Copy the records below verbatim, beginning at the line that contains "of the quilted" and continuing through the last line of the records.

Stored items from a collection
--- start ---

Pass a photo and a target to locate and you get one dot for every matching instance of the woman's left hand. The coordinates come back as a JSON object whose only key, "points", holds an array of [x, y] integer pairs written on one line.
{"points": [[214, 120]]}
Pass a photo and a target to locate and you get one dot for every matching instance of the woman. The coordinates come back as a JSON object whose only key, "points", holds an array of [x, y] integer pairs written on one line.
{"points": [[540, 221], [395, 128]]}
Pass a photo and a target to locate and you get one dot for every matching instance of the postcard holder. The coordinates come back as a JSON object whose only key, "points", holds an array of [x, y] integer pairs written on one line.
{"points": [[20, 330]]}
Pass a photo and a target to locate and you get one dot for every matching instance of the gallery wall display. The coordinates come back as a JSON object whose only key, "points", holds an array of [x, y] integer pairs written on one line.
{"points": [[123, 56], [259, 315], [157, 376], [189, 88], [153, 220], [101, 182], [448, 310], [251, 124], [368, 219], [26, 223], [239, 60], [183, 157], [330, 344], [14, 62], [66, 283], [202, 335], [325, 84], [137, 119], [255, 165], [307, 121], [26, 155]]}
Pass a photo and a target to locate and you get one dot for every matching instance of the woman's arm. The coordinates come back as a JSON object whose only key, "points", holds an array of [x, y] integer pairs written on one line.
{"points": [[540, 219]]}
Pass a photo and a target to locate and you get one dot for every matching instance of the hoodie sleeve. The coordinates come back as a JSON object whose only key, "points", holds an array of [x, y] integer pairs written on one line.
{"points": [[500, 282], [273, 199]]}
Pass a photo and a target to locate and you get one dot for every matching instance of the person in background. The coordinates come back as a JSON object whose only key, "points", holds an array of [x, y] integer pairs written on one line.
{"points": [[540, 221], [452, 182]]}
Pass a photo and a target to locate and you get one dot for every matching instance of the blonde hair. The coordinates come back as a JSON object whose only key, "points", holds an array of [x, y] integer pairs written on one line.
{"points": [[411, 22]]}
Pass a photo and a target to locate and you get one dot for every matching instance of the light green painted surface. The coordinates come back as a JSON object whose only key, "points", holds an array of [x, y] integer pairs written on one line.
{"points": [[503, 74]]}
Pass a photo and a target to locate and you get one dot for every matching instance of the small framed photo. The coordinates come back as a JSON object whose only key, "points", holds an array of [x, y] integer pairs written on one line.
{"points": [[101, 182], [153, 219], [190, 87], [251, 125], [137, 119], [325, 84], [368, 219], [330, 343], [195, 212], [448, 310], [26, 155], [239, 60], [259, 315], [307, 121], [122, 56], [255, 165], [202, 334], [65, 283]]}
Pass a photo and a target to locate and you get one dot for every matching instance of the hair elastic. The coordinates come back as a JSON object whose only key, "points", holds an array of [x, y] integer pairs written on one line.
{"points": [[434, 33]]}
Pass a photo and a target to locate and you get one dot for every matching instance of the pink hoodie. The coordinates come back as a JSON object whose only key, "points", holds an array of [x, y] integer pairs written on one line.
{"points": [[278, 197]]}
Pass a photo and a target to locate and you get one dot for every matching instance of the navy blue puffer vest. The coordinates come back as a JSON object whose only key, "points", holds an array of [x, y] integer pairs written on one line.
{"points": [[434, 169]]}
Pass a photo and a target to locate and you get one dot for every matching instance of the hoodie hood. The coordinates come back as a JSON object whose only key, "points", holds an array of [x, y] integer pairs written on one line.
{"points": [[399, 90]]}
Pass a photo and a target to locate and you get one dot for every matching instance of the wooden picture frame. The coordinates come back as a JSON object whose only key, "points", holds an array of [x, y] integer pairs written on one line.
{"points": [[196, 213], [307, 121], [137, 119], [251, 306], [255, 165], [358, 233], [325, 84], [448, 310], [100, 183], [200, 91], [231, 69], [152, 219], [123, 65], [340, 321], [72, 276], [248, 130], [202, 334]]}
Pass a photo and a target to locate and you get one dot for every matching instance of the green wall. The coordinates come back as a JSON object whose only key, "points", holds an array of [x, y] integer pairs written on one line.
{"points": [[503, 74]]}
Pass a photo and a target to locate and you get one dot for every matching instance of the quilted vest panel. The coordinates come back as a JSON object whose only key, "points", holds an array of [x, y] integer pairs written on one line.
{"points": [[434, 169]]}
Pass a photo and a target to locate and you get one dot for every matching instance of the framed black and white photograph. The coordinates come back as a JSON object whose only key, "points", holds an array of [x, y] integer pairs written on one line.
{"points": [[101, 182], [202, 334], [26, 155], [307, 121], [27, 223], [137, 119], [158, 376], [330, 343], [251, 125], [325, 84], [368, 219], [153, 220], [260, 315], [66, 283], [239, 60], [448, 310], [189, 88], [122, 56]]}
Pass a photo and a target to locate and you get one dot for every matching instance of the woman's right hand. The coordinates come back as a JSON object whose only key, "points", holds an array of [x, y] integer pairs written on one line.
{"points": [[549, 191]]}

--- end ---

Output below =
Pass a photo and a target to locate and you get one dot for every matching instance of the quilted vest panel. The coordinates come back as a JSON object whose only key, "points", holds an array of [x, y] integer pairs written on one line.
{"points": [[434, 169]]}
Pass a photo and a target to locate and you get one dot for every matching instance of the framed black and white photograph. The coordinates come back as a JSON object whose only key, "points", holds an array of [x, y] integer pairs written on one line.
{"points": [[101, 182], [202, 334], [26, 155], [307, 121], [27, 223], [137, 119], [158, 376], [330, 343], [251, 125], [325, 84], [368, 219], [153, 220], [260, 315], [66, 283], [239, 60], [448, 310], [189, 88], [122, 56]]}
Pass a photo and a target to locate and you get one dot for every matching instance of the woman's right hand. The coordinates come back as a JSON object whose only key, "points", holds an array of [x, y] integer pairs written on one line.
{"points": [[549, 191]]}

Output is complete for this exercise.